STATED GOAL: Collect every line in the rows below that contains the string "beige". The match is case-sensitive.

------------------------------------

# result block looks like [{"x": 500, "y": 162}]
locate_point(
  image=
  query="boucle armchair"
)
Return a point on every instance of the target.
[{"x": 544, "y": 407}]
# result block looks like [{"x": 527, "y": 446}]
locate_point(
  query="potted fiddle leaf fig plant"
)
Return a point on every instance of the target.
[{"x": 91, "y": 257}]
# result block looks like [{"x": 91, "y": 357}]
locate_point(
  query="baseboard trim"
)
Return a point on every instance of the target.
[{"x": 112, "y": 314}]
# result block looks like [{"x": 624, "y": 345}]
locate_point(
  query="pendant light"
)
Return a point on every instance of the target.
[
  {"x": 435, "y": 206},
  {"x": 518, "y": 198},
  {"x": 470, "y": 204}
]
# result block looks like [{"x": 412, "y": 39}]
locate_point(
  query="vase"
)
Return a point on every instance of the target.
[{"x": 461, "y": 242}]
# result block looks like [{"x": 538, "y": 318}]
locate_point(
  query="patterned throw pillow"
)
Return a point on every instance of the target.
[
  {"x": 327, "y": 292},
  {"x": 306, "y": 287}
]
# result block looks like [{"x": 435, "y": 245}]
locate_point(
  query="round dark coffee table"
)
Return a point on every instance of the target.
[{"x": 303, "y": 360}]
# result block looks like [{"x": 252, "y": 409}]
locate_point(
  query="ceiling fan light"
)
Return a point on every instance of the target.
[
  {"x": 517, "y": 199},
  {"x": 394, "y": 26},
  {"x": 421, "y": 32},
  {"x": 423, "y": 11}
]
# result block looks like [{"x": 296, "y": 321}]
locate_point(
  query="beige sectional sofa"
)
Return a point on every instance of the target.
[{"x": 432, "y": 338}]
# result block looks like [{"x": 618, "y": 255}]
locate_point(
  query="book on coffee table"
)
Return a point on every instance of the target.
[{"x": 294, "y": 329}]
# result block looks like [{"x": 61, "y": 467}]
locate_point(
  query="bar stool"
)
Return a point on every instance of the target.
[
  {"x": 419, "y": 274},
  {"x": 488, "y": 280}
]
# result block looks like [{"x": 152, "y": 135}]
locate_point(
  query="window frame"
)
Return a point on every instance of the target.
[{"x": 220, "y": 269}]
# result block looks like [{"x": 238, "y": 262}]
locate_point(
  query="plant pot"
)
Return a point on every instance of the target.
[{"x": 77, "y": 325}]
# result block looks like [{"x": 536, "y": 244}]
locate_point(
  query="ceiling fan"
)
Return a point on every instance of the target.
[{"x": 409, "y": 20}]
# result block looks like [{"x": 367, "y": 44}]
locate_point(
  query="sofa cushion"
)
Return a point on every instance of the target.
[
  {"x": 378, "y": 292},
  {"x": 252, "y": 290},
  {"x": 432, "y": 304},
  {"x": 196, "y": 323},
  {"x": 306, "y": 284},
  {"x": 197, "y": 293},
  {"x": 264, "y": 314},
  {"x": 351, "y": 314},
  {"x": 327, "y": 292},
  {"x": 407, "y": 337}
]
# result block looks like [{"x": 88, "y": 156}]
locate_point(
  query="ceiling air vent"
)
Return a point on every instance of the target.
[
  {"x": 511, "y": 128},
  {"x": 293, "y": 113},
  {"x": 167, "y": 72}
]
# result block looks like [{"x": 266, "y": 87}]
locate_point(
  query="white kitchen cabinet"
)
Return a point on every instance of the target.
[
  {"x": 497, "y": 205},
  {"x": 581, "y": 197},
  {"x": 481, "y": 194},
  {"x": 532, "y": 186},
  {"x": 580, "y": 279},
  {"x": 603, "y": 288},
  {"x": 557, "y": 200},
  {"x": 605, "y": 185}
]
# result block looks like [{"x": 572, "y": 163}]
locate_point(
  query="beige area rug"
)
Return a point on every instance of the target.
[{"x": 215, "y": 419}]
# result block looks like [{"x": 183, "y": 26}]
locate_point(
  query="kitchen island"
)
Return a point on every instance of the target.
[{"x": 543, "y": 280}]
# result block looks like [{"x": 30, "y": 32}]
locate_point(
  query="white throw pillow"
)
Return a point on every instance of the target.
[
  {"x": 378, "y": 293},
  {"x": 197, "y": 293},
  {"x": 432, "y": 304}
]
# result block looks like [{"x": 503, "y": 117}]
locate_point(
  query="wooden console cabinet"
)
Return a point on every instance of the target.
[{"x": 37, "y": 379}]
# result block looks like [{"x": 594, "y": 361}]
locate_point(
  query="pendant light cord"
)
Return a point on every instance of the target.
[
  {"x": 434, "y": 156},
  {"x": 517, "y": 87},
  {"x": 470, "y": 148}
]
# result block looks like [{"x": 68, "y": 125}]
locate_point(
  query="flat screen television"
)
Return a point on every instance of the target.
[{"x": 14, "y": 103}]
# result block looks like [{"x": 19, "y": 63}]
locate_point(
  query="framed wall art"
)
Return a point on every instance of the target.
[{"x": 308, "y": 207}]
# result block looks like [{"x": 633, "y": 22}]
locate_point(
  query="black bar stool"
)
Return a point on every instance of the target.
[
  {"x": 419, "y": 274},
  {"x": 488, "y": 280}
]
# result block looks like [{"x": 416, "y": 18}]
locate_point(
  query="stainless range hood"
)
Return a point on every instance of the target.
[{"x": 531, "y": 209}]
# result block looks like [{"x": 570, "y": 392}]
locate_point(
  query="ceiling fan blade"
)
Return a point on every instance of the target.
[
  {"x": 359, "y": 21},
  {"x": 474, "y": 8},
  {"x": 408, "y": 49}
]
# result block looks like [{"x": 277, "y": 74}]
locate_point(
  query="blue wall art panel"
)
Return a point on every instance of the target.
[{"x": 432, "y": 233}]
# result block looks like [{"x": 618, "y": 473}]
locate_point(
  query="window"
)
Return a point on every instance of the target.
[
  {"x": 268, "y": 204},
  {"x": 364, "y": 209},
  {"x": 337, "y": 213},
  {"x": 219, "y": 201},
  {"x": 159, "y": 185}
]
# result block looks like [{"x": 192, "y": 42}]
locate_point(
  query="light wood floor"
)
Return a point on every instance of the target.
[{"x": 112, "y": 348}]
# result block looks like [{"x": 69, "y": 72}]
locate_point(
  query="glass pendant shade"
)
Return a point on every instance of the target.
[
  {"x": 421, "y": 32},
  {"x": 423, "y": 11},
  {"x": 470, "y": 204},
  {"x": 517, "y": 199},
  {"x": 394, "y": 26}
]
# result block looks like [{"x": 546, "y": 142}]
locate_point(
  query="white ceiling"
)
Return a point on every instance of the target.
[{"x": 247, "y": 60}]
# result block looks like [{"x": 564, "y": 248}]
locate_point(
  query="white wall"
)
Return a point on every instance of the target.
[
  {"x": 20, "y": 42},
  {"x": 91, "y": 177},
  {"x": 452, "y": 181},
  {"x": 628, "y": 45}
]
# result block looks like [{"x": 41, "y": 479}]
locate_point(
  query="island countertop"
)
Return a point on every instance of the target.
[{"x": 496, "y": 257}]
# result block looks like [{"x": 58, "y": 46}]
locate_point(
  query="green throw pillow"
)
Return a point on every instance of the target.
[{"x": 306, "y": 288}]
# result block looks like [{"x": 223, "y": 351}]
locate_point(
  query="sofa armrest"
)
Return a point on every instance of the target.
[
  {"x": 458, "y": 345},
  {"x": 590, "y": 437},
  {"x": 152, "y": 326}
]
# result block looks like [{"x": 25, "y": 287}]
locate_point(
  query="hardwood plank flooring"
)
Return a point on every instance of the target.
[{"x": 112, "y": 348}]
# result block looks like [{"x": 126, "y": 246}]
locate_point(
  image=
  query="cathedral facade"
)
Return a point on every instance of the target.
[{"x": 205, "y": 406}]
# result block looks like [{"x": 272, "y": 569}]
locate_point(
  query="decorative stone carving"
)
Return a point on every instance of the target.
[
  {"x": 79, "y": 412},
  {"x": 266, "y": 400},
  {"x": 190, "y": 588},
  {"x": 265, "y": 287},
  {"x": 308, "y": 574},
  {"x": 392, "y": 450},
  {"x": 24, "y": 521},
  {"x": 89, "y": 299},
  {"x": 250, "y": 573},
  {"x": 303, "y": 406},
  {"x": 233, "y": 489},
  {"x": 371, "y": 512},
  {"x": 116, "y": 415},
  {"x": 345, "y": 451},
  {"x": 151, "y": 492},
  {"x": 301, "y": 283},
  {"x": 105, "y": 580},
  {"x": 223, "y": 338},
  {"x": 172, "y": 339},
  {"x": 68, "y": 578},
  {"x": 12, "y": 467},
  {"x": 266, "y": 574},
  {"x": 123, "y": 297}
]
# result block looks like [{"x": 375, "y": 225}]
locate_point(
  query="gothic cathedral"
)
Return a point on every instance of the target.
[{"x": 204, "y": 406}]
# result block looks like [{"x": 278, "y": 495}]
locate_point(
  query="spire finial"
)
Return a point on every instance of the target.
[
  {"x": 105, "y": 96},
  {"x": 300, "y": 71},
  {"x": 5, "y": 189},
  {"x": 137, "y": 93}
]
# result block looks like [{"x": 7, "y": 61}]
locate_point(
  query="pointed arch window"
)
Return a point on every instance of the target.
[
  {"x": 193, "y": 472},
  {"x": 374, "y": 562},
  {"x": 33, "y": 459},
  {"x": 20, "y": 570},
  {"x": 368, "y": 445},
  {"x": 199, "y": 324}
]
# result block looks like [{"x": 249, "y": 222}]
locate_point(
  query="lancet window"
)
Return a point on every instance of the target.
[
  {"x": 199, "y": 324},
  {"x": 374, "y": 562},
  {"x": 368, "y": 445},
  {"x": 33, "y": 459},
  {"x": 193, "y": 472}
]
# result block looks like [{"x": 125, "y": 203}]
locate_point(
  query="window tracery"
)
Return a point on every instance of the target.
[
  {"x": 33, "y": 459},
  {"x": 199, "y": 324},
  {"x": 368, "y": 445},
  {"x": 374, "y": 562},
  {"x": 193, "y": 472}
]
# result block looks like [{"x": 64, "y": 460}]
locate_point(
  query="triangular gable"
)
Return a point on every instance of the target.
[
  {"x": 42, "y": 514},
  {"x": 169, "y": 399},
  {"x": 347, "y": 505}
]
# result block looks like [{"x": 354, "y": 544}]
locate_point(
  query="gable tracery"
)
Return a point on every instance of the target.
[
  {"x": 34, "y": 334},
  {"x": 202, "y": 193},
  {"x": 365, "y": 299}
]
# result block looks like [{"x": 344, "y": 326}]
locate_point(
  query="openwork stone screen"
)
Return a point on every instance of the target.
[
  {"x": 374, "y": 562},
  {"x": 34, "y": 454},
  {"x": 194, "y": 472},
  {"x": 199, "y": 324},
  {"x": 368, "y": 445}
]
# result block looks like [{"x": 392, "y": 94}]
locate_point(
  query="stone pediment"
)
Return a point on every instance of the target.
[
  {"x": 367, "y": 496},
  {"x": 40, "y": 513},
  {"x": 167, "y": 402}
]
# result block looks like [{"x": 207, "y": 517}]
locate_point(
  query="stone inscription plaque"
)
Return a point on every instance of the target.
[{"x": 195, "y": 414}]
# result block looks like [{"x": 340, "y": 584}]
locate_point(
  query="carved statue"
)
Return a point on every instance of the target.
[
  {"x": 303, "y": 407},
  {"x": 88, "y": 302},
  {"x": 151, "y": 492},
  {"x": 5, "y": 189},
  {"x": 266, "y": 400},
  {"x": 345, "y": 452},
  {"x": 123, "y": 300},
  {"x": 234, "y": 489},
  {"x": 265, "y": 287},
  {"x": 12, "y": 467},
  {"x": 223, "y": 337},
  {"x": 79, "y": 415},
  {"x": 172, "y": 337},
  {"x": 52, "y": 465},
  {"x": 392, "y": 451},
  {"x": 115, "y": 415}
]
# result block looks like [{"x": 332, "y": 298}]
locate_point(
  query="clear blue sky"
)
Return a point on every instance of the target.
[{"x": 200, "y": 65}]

------------------------------------

REPLY TO THE EXERCISE:
  query="beige sectional sofa"
  query="beige area rug"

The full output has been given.